**DATASET CONTENT**
_ _ _ _ _ _ _

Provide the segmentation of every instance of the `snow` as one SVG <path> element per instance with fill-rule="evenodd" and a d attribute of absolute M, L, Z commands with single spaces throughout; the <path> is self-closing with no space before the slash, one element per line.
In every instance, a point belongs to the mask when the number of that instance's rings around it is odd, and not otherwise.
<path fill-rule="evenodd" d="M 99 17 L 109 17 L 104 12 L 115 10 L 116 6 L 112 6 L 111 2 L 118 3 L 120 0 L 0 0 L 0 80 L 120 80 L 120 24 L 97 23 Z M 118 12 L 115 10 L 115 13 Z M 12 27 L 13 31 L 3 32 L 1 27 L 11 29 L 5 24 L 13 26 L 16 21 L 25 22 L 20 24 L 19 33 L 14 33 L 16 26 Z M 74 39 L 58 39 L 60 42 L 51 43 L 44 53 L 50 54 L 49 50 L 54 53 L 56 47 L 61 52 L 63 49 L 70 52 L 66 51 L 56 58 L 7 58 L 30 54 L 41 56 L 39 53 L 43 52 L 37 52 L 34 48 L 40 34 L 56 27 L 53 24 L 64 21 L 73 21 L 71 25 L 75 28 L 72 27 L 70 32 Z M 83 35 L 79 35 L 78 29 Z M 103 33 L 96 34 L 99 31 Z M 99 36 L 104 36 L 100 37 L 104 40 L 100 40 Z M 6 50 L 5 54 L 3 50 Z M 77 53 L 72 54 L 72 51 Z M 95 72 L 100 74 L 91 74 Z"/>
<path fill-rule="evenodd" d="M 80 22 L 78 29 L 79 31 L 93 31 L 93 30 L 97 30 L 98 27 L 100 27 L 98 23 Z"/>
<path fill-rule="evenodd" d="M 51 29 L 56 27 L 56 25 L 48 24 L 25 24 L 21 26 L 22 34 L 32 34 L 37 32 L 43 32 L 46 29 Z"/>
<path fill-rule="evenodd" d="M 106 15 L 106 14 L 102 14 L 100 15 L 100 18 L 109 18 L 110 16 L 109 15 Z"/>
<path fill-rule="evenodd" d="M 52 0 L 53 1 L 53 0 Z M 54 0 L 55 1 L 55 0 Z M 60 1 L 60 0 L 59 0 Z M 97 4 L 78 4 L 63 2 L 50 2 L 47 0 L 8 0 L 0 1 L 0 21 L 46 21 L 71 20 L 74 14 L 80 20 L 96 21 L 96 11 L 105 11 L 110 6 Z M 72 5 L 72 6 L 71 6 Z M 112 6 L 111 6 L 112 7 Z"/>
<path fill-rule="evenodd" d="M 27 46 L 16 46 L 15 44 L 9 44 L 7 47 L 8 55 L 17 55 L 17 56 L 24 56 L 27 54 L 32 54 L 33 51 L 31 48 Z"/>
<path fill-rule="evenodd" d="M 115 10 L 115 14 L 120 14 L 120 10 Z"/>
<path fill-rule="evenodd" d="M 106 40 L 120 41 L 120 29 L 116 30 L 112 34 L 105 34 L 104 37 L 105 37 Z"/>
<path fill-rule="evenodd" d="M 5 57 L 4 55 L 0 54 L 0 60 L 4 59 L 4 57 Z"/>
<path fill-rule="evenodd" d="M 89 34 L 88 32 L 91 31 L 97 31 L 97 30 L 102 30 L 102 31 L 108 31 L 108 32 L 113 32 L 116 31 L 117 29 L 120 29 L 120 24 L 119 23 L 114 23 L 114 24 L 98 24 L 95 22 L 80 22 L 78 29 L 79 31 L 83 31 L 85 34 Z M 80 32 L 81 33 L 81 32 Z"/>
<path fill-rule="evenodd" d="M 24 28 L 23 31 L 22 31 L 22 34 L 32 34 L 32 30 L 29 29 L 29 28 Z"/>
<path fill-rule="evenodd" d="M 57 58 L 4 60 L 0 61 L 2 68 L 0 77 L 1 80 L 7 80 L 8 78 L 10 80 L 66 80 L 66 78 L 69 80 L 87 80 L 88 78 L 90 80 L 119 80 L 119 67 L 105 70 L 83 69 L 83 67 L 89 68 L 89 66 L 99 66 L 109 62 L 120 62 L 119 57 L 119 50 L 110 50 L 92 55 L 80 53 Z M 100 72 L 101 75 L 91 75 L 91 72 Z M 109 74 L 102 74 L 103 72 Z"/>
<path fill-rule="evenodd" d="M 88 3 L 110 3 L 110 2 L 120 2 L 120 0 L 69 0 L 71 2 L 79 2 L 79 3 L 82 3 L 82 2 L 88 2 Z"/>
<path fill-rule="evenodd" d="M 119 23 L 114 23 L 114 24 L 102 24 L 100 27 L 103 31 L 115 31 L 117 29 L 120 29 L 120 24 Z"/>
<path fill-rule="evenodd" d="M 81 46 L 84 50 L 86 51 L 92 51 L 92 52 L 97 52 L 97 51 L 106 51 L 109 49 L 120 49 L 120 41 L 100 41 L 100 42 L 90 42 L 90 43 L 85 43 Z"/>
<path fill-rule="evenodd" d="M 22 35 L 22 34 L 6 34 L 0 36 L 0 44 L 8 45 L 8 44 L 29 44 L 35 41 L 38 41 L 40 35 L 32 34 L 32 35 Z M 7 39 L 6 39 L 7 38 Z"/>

_ _ _ _ _ _ _

**WHAT IS REQUIRED**
Write out all of the rows above verbatim, from the first to the last, with nothing changed.

**WRITTEN SOLUTION**
Provide the segmentation of every instance of the `snow` as one SVG <path> element per instance with fill-rule="evenodd" and a d attribute of absolute M, L, Z commands with single spaces throughout; the <path> is self-closing with no space before the slash, one element per line.
In every instance, a point belongs to the mask when the number of that instance's rings around it is odd, and not otherwise.
<path fill-rule="evenodd" d="M 99 17 L 109 17 L 104 12 L 115 10 L 116 6 L 112 6 L 111 2 L 118 3 L 120 0 L 0 0 L 0 80 L 120 80 L 120 24 L 97 23 Z M 118 12 L 115 10 L 115 13 Z M 12 27 L 13 31 L 3 32 L 1 27 L 11 29 L 5 24 L 13 26 L 16 21 L 25 22 L 20 24 L 19 33 L 14 33 L 16 26 Z M 74 39 L 58 39 L 60 42 L 51 43 L 44 53 L 50 54 L 49 50 L 54 53 L 56 47 L 61 52 L 63 49 L 70 52 L 66 51 L 56 58 L 7 58 L 30 54 L 41 56 L 39 53 L 43 52 L 37 52 L 34 48 L 40 34 L 56 27 L 53 24 L 64 21 L 73 21 L 71 25 L 75 28 L 72 27 L 70 32 Z M 83 35 L 79 35 L 78 29 Z M 103 33 L 96 34 L 99 31 Z M 99 36 L 104 36 L 100 37 L 104 40 L 100 40 Z M 6 50 L 5 54 L 3 50 Z M 77 53 L 72 54 L 72 51 Z M 95 72 L 100 74 L 91 74 Z"/>
<path fill-rule="evenodd" d="M 80 22 L 78 29 L 79 31 L 93 31 L 93 30 L 97 30 L 98 27 L 100 27 L 98 23 Z"/>
<path fill-rule="evenodd" d="M 51 29 L 56 27 L 56 25 L 48 24 L 25 24 L 21 26 L 22 34 L 32 34 L 37 32 L 43 32 L 46 29 Z"/>
<path fill-rule="evenodd" d="M 106 15 L 106 14 L 102 14 L 100 15 L 100 18 L 109 18 L 110 16 L 109 15 Z"/>
<path fill-rule="evenodd" d="M 52 0 L 53 1 L 53 0 Z M 54 0 L 55 1 L 55 0 Z M 60 1 L 60 0 L 59 0 Z M 97 4 L 78 4 L 63 2 L 50 2 L 47 0 L 8 0 L 0 1 L 0 21 L 46 21 L 71 20 L 74 14 L 80 20 L 96 21 L 96 11 L 105 11 L 110 6 Z M 72 5 L 72 6 L 71 6 Z M 112 6 L 111 6 L 112 7 Z"/>
<path fill-rule="evenodd" d="M 27 46 L 16 46 L 15 44 L 9 44 L 7 47 L 8 55 L 17 55 L 17 56 L 24 56 L 27 54 L 32 54 L 33 51 L 31 48 Z"/>
<path fill-rule="evenodd" d="M 115 10 L 115 14 L 120 14 L 120 10 Z"/>
<path fill-rule="evenodd" d="M 106 40 L 120 41 L 120 29 L 116 30 L 112 34 L 105 34 L 104 37 L 105 37 Z"/>
<path fill-rule="evenodd" d="M 5 57 L 4 55 L 0 54 L 0 60 L 4 59 L 4 57 Z"/>
<path fill-rule="evenodd" d="M 89 34 L 88 32 L 91 31 L 97 31 L 97 30 L 102 30 L 102 31 L 108 31 L 108 32 L 113 32 L 116 31 L 117 29 L 120 29 L 120 24 L 119 23 L 114 23 L 114 24 L 98 24 L 95 22 L 80 22 L 78 29 L 79 31 L 83 31 L 85 34 Z M 80 32 L 81 33 L 81 32 Z"/>
<path fill-rule="evenodd" d="M 24 28 L 23 31 L 22 31 L 22 34 L 32 34 L 32 30 L 29 29 L 29 28 Z"/>
<path fill-rule="evenodd" d="M 57 58 L 4 60 L 0 61 L 2 68 L 0 77 L 1 80 L 7 80 L 8 78 L 10 80 L 66 80 L 66 78 L 69 80 L 87 80 L 88 78 L 90 80 L 119 80 L 119 67 L 105 70 L 83 69 L 83 67 L 89 68 L 89 66 L 99 66 L 109 62 L 120 62 L 119 57 L 119 50 L 110 50 L 92 55 L 80 53 Z M 100 72 L 101 75 L 91 75 L 91 72 Z M 109 74 L 102 74 L 103 72 Z"/>
<path fill-rule="evenodd" d="M 88 3 L 110 3 L 110 2 L 120 2 L 120 0 L 69 0 L 71 2 L 79 2 L 79 3 L 82 3 L 82 2 L 88 2 Z"/>
<path fill-rule="evenodd" d="M 119 23 L 114 23 L 114 24 L 102 24 L 100 27 L 103 31 L 115 31 L 117 29 L 120 29 L 120 24 Z"/>
<path fill-rule="evenodd" d="M 81 46 L 84 50 L 86 51 L 92 51 L 92 52 L 97 52 L 97 51 L 106 51 L 109 49 L 120 49 L 120 41 L 100 41 L 100 42 L 90 42 L 90 43 L 85 43 Z"/>
<path fill-rule="evenodd" d="M 22 35 L 22 34 L 6 34 L 0 36 L 0 44 L 8 45 L 8 44 L 29 44 L 35 41 L 38 41 L 40 35 L 32 34 L 32 35 Z M 7 39 L 6 39 L 7 38 Z"/>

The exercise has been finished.